» GIVEN REQUEST: Reproduce the lines from the one containing "mark the region of every instance of the woman" up to and including the one containing "547 449 L 554", and leave the pictures out of your answer.

» Records from a data source:
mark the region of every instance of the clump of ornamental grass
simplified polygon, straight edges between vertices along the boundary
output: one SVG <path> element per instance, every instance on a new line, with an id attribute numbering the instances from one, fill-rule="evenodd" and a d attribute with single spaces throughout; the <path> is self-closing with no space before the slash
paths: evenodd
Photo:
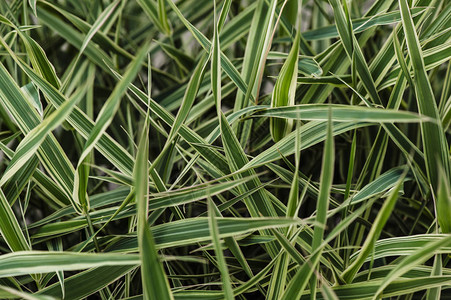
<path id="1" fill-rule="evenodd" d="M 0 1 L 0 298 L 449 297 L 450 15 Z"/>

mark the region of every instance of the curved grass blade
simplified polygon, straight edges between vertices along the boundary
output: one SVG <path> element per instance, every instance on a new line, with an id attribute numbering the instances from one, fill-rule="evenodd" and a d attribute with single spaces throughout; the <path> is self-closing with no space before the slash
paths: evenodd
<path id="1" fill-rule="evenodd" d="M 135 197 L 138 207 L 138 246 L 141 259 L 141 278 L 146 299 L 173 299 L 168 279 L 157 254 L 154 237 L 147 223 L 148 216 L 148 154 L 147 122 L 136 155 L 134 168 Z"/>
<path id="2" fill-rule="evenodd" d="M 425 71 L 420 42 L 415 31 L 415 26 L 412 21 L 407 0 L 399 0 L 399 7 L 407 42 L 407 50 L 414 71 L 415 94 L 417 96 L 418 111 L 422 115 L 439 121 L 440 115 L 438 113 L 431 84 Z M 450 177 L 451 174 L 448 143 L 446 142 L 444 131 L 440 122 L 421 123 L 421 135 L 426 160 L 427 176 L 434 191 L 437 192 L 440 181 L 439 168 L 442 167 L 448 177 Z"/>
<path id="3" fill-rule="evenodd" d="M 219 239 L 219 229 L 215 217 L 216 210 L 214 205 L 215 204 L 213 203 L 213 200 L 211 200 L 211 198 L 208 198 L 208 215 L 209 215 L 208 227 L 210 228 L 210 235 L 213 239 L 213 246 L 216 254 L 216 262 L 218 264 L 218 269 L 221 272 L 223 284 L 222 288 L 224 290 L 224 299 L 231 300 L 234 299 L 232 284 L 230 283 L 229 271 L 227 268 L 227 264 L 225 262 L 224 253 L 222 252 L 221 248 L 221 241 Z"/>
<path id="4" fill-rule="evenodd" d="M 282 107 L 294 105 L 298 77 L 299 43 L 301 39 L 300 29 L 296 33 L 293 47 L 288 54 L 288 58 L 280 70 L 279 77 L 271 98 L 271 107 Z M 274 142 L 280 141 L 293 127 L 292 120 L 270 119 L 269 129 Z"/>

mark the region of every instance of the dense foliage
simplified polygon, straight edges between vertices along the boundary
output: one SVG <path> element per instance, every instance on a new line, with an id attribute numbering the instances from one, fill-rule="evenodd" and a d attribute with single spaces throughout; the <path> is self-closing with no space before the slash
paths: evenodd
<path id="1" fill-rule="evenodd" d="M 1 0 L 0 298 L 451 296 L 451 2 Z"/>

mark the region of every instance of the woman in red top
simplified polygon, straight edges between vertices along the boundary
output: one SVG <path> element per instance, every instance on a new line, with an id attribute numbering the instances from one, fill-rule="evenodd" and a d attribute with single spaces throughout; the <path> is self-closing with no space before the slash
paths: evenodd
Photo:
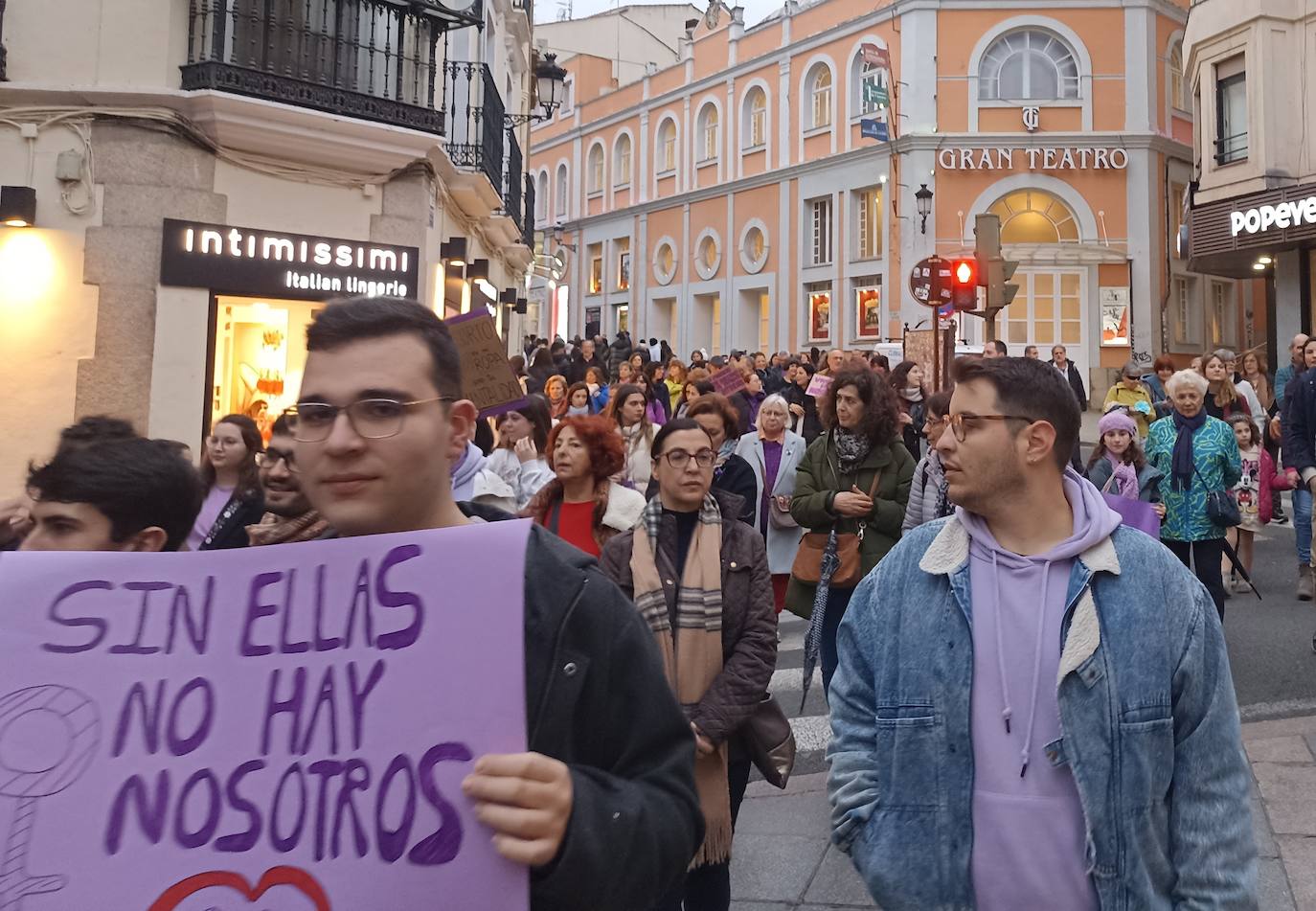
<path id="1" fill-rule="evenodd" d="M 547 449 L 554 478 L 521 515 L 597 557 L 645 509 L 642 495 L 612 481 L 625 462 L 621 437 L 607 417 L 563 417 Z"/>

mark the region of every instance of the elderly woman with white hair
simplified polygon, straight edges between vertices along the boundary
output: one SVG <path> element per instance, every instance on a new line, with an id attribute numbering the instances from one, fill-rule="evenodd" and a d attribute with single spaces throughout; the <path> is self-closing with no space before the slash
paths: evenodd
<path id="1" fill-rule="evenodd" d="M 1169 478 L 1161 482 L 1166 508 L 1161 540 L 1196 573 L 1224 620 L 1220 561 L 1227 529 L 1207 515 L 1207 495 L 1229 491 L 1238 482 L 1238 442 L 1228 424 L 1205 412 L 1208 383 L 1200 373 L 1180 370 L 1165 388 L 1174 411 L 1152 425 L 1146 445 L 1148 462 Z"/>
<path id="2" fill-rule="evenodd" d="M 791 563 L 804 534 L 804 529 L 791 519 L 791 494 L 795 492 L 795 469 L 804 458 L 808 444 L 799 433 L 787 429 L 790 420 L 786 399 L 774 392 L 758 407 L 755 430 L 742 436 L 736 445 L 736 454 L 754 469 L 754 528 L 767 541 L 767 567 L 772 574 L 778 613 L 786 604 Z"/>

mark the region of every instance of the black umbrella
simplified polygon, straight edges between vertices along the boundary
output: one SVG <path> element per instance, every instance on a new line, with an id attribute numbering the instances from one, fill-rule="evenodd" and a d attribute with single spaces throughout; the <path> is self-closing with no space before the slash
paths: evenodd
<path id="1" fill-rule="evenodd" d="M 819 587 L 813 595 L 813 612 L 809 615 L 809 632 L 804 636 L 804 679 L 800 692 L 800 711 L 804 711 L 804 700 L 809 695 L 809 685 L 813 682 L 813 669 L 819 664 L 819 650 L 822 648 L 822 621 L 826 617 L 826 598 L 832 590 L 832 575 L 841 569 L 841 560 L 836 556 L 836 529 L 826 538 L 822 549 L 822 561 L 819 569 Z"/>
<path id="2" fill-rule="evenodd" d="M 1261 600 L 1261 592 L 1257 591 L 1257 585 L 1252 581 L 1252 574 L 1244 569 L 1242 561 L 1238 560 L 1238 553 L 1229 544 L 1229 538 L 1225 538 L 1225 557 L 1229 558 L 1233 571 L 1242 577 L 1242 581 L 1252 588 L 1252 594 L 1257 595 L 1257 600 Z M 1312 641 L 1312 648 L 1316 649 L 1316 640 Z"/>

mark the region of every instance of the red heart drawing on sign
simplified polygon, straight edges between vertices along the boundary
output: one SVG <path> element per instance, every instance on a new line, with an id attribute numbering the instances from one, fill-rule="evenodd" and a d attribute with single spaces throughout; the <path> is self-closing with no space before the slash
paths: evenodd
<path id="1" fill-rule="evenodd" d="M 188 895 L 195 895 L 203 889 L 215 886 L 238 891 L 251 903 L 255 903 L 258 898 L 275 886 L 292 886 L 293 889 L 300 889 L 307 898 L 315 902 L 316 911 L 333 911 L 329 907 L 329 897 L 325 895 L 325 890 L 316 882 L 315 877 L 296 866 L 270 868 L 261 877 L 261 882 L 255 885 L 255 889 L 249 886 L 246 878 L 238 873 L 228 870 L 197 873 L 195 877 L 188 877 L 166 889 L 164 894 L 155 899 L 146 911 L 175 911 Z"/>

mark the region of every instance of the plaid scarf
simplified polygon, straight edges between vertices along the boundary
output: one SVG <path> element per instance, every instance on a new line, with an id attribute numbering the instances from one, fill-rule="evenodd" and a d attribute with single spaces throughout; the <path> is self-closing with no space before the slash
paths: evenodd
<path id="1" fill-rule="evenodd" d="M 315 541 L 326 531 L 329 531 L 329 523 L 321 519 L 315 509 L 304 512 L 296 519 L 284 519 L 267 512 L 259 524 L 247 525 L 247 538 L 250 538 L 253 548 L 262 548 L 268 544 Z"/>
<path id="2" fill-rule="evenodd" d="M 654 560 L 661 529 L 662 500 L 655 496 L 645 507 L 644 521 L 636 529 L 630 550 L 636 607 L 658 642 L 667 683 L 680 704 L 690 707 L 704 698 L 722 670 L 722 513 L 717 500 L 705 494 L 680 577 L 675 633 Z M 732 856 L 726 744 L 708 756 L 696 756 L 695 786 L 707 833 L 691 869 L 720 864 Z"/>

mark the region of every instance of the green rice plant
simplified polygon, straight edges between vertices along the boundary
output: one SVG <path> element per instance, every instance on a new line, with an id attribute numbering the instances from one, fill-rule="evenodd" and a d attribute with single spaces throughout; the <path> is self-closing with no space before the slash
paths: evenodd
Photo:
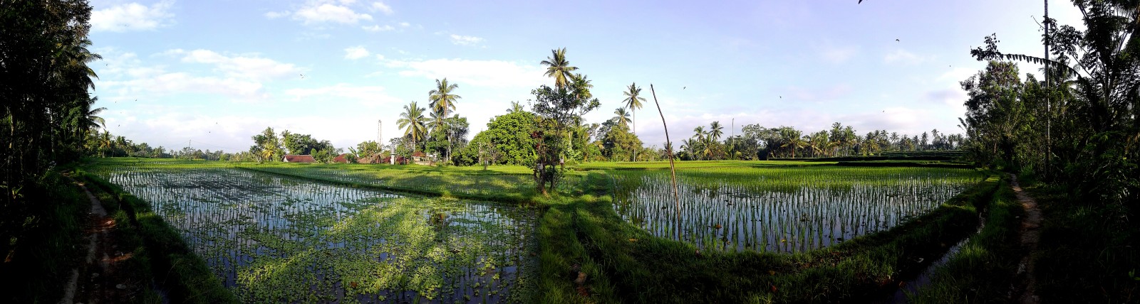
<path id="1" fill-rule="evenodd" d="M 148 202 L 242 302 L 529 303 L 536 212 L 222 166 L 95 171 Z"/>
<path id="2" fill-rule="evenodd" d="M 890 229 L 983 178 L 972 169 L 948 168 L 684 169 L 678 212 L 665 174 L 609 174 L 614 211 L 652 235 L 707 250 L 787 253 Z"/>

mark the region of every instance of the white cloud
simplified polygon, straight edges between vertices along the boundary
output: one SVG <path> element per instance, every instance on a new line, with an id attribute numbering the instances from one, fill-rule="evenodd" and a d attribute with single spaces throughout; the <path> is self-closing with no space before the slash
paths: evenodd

» EXERCISE OUTPUT:
mark the region of every instance of the woman in red top
simplified polygon, straight edges between vertices along the boundary
output: one SVG <path> element per instance, every instance on a new line, with an id attribute numbering the instances from one, fill-rule="evenodd" and a d attribute with single spaces throughout; the <path> is self-closing with no space before the slash
paths: evenodd
Photo:
<path id="1" fill-rule="evenodd" d="M 547 449 L 554 478 L 521 515 L 597 557 L 645 509 L 642 495 L 612 481 L 625 462 L 621 437 L 607 417 L 563 417 Z"/>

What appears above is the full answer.